(Records of object points in photos)
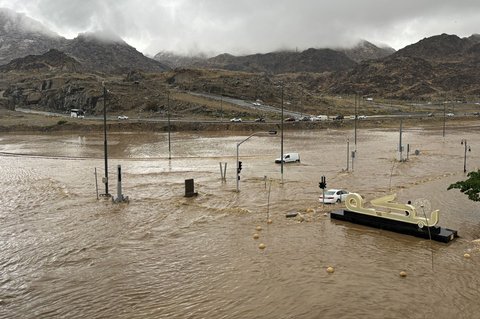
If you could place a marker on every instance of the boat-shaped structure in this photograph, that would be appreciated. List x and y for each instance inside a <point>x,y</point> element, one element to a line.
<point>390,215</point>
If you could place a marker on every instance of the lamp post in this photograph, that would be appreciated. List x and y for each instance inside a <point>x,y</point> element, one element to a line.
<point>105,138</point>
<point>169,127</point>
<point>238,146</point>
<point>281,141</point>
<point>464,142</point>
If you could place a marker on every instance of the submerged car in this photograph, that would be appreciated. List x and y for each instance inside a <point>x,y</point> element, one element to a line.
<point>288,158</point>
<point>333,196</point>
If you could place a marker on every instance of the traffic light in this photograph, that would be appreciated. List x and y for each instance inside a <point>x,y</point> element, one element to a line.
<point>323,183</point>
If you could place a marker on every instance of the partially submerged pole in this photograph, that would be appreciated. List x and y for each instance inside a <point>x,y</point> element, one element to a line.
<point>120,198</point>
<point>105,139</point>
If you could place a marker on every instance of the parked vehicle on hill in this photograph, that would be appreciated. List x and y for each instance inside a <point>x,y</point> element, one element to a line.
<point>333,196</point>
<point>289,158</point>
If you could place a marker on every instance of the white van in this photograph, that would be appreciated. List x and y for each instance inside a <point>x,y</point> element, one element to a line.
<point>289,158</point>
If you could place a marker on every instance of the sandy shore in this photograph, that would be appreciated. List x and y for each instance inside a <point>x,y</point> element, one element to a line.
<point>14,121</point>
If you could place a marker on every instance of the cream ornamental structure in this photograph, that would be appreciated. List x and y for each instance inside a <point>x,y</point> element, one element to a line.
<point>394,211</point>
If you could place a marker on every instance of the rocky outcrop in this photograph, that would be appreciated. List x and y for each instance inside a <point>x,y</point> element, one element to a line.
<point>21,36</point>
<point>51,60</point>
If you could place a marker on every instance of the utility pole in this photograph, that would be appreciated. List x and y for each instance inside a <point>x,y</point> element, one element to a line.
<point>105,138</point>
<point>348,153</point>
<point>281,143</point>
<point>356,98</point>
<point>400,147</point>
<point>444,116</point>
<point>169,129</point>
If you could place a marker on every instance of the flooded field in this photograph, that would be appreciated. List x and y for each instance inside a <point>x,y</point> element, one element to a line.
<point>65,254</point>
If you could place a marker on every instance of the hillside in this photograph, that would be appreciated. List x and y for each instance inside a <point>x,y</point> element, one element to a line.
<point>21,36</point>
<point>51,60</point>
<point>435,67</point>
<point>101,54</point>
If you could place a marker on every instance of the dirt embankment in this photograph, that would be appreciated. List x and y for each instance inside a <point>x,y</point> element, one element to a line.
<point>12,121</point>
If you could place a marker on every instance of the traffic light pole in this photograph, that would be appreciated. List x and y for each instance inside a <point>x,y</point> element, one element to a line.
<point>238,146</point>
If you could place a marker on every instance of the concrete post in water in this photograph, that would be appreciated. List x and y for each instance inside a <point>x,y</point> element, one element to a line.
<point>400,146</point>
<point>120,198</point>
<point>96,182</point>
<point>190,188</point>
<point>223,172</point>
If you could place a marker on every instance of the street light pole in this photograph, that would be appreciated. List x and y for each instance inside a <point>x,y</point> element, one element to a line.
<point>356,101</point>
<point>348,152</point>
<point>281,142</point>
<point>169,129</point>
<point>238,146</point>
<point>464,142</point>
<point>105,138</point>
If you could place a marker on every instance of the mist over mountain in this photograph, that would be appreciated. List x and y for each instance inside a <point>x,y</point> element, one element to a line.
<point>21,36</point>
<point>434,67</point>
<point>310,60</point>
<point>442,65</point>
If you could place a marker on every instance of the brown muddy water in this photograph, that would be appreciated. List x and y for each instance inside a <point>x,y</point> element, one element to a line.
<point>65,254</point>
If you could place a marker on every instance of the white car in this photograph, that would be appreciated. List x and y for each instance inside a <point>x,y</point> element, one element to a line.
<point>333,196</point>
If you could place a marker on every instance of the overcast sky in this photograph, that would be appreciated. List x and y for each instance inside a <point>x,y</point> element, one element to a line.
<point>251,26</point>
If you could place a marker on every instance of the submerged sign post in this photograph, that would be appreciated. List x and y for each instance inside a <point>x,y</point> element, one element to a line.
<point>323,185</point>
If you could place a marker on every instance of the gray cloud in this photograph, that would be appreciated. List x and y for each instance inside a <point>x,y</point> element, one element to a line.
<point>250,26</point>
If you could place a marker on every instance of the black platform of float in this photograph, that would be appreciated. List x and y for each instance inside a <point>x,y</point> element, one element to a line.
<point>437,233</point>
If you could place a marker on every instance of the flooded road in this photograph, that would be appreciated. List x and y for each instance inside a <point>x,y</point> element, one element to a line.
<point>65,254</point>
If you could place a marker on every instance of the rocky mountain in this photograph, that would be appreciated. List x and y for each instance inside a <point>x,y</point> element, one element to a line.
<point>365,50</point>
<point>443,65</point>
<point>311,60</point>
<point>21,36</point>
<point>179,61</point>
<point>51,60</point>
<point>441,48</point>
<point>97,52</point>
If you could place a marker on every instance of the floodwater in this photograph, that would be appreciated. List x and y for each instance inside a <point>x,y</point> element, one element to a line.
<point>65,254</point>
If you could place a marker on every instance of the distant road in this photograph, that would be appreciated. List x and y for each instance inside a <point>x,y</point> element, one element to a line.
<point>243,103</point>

* [Stated exercise]:
Could you output all of these records as a two-column CSV with the headers text and answer, one row per record? Put each field in quotes, replace any line breaks with spaces, and leave the pictures out.

* [Task result]:
text,answer
"If you could place a marker on every instance of the boat-shaped structure in this photograph, that would be appreciated. List x and y for each instance inside a <point>x,y</point> element, one element to a line.","<point>390,215</point>"
"If you could place a marker on every instance of the lamp post in this photograph, that would be appreciated. List x and y for each instance inside a <point>x,y</point> element, one element to a line.","<point>105,138</point> <point>169,127</point> <point>238,146</point> <point>281,141</point> <point>464,142</point>"
"If you could place a marker on every instance of the submerged car in this photograph, that would be appreciated. List x and y for each instance inside a <point>x,y</point> element, one element to a line.","<point>288,158</point> <point>333,196</point>"
"If you could place a marker on every instance of the traffic light in this photograph, that would be appreciated. List x and y for each instance inside a <point>x,y</point> element, one element to a line.","<point>323,183</point>"
"If you could place a marker on every instance of the partially submerged pole in this photograph, that would be appreciated. List x and y for each instance inside a <point>x,y</point> element, one element to a line.","<point>120,198</point> <point>105,139</point>"
"If you could place a marker on every instance of the parked vehicle on hill in this photograph, that would be appreciated. List x and y for each instance inside a <point>x,y</point> element, one element to a line.","<point>333,196</point> <point>289,158</point>"
"If you could place a marker on every instance of the white van in this photograph, that would be appreciated. List x and y for each instance inside a <point>x,y</point> element, one element to a line.","<point>289,158</point>"
"If you could place a marker on every instance of the sandy shore in this photograph, that would be appreciated. List x and y for each instance inside a <point>x,y</point> element, one element to a line.","<point>14,121</point>"
"If you could place a marker on every instance of the cream ornamental structure in this photograph, that would be appreciated. List x and y for each instance inside a <point>x,y</point> element, one element to a line.","<point>394,211</point>"
"If you could place a marker on every instance of the rocky outcrop in this photograph, that would be appreciated. List x and y for each instance inside a <point>x,y</point> element, one element to a line.","<point>21,36</point> <point>51,60</point>"
"If you could place a marker on every instance of the utility pole in this photograph, that would be appreciated. List x and y for each instance inside a <point>x,y</point> element, one element to a line.","<point>105,138</point> <point>348,153</point> <point>281,143</point> <point>356,98</point> <point>400,147</point> <point>444,116</point> <point>169,129</point>"
"If you could place a marker on every instance of the flooded field in this photograph, that would be appreciated. List x and y for each instance inside a <point>x,y</point> element, one element to a line.","<point>65,254</point>"
"If you could place a marker on every instance of the hillside in this photograph, that would be appreciated. List x and y for each instance inside a <point>x,y</point> element, one element to a line.","<point>21,36</point> <point>51,60</point> <point>435,67</point> <point>101,54</point>"
"If you could place a marker on every instance of the dirt embankment in this photograph, that would be appreciated. List x and y for each instance inside a <point>x,y</point> element, one element to a line.","<point>12,121</point>"
"If you could place a marker on every instance of the traffic light pole in this photograph, that would be appreciated. List x and y for each instance inside a <point>x,y</point> element, one element to a line.","<point>238,146</point>"
"If you could place a marker on every instance of the concrete post in water in this photograph, that would be appreciated. List x and y for each instance inside a <point>x,y</point> element, one element to a line.","<point>400,146</point> <point>120,198</point> <point>96,182</point> <point>190,188</point> <point>223,172</point>"
"If you could place a marker on every instance of the street light pole in this photograph, that would be appreciated. List x and y for each instance inside a <point>x,y</point> element, one element to a line.","<point>356,101</point> <point>348,152</point> <point>281,142</point> <point>169,129</point> <point>238,146</point> <point>464,142</point> <point>105,138</point>"
"If you could place a marker on every instance of the mist over mountain in this photograph, that would be appreciated. List x and y for each instance inside a <point>x,y</point> element, one element to a line.","<point>21,36</point> <point>434,67</point> <point>310,60</point> <point>442,65</point>"
"If you could place a marker on every instance of the brown muddy water in this photograph, that would be appreciated. List x and y for each instance inside a <point>x,y</point> element, one element to a line.","<point>65,254</point>"
"If you could place a marker on every instance of the white car in this photograph, that would be appreciated. List x and y for each instance inside a <point>x,y</point> element, one element to a line.","<point>333,196</point>"
"If you could place a marker on every instance of the overcast sky in this photograph, that would be appreciated. List x and y for each instance inside a <point>x,y</point> element, one element to a line.","<point>251,26</point>"
"If you could place a marker on every instance of the submerged sign post in this photograph, that would be appreciated. List x and y for each instance inside a <point>x,y</point> element, one element to a line.","<point>323,185</point>"
"If you could place a marker on every instance of the gray cloud in this photograph, that would be appreciated. List x and y for each instance inside a <point>x,y</point> element, one element to a line.","<point>250,26</point>"
"If you could place a marker on every instance of the black platform of float in this photograph, that would be appreciated. List x and y for each instance inside a <point>x,y</point> element, one element to a line.","<point>437,233</point>"
"If you could place a marker on every instance of the flooded road in this photograph, that would be appreciated. List x and y for each instance inside a <point>x,y</point> element, one element to a line.","<point>65,254</point>"
"If you could place a marker on every instance of the rocky mountain in this photograph, that would be appreciated. List x and y for each instance inside a <point>x,y</point> element, one element to a line.","<point>365,50</point> <point>443,65</point> <point>311,60</point> <point>21,36</point> <point>179,61</point> <point>51,60</point> <point>441,48</point> <point>97,52</point>"
"If you could place a marker on every instance of the floodwater in this photograph, that would be appreciated. List x and y for each instance inside a <point>x,y</point> element, one element to a line.","<point>65,254</point>"
"If you could place a marker on every instance of the distant road in this photograph, that would be appreciated. List x and y for each instance inside a <point>x,y</point> element, one element to a line.","<point>243,103</point>"